## Aim
Render the rows below as a JSON list of strings, one string per line, leaving out any blank lines.

# START OF Recorded information

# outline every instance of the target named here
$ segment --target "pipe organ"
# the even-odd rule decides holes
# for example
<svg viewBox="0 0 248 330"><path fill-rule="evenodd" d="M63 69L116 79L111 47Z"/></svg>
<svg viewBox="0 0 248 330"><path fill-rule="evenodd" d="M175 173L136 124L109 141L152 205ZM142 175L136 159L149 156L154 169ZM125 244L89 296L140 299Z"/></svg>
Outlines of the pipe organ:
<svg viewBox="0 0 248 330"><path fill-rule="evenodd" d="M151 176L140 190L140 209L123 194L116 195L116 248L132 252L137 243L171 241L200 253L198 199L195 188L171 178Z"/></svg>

# END OF Recorded information

## Answer to this exercise
[
  "# outline every instance of the target named here",
  "$ segment --target \"pipe organ\"",
  "# the even-odd rule decides holes",
  "# for example",
  "<svg viewBox=\"0 0 248 330\"><path fill-rule=\"evenodd\" d=\"M63 69L116 79L111 47Z\"/></svg>",
  "<svg viewBox=\"0 0 248 330\"><path fill-rule=\"evenodd\" d=\"M175 173L136 124L109 141L152 205ZM142 175L136 159L149 156L154 169ZM125 244L89 296L140 299Z\"/></svg>",
  "Outlines of the pipe organ:",
  "<svg viewBox=\"0 0 248 330\"><path fill-rule=\"evenodd\" d=\"M151 176L140 190L140 209L123 194L116 195L116 248L132 252L137 243L171 241L200 253L198 199L195 188L171 178Z\"/></svg>"
]